For the entries that follow, report how many lines include the word "tower" and add nothing.

PROVIDED DATA
########################################

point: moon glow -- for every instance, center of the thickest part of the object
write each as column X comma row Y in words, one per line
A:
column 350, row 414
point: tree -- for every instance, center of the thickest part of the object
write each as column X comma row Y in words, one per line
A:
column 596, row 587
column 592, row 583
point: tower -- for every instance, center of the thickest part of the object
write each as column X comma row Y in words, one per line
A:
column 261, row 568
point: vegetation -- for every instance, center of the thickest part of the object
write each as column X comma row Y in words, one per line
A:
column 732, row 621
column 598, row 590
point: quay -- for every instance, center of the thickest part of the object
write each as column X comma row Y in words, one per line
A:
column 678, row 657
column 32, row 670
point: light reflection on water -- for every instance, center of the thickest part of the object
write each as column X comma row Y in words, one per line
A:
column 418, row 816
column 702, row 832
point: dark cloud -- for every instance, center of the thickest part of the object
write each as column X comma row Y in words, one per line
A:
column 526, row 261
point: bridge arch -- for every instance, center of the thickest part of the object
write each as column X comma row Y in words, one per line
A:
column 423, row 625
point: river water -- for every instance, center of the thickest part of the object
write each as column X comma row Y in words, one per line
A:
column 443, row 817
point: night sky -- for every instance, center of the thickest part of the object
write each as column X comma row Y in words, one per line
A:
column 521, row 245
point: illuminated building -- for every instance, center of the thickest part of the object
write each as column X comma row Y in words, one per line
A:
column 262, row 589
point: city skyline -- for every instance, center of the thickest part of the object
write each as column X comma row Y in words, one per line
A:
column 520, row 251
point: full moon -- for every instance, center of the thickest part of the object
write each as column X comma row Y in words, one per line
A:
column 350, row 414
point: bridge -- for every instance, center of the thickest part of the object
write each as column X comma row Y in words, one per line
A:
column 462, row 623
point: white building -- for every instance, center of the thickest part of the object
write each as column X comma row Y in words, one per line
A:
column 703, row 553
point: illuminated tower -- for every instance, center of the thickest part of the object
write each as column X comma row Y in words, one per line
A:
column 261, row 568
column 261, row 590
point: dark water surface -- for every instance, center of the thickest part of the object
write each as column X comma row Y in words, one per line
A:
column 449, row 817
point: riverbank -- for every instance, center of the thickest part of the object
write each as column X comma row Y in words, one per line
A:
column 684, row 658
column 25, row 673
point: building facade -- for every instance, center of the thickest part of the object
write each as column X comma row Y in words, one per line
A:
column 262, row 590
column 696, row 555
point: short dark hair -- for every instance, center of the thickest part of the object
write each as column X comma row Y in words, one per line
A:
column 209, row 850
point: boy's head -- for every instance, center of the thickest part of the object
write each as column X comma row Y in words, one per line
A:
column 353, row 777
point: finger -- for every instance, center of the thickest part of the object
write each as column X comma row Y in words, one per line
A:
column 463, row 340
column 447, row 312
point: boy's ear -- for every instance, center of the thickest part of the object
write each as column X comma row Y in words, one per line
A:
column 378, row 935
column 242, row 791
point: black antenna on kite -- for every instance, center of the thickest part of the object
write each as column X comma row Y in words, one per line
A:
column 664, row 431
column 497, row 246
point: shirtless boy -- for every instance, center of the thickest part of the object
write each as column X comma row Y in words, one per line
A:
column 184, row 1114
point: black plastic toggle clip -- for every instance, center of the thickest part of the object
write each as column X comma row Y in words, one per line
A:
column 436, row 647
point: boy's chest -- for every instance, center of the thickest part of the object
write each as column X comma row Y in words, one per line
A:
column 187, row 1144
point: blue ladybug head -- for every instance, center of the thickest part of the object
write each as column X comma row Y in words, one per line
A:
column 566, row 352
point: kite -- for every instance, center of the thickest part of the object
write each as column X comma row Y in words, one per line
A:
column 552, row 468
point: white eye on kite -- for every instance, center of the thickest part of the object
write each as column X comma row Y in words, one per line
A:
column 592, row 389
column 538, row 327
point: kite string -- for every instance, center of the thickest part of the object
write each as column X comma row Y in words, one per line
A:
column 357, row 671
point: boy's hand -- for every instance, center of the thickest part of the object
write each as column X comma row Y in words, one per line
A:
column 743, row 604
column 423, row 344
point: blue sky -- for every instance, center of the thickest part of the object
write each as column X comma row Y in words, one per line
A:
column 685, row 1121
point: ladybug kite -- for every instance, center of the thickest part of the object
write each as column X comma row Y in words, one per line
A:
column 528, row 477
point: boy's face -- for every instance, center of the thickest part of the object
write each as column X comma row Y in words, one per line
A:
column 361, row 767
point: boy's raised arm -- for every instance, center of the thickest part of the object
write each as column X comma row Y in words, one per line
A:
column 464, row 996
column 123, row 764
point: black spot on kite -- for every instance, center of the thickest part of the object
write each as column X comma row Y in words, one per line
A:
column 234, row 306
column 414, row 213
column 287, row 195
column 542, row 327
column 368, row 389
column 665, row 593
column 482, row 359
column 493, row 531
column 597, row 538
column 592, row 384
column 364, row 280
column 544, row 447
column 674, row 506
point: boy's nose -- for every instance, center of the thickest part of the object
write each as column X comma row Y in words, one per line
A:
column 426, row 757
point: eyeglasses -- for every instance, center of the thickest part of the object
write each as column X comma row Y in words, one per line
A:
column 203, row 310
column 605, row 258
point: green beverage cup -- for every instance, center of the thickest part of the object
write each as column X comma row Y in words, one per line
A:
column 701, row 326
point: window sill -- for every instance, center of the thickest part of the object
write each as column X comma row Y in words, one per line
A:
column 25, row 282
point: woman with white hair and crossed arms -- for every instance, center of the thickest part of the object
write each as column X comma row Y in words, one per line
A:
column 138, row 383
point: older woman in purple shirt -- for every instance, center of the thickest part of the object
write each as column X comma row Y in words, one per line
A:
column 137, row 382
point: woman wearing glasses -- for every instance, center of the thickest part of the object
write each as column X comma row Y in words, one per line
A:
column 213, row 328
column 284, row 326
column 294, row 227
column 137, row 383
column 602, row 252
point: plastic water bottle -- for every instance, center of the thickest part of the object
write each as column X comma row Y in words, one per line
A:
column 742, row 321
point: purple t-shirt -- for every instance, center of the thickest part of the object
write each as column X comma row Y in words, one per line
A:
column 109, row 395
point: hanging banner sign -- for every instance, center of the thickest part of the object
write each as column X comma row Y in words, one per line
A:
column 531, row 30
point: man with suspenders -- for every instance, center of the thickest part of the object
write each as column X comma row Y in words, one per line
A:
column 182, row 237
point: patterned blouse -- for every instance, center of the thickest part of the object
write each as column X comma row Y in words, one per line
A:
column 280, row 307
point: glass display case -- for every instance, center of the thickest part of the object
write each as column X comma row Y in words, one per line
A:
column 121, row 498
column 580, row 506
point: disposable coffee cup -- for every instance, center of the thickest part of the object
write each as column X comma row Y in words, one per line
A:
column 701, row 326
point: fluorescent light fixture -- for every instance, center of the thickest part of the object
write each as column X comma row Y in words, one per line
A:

########################################

ANSWER SPACE
2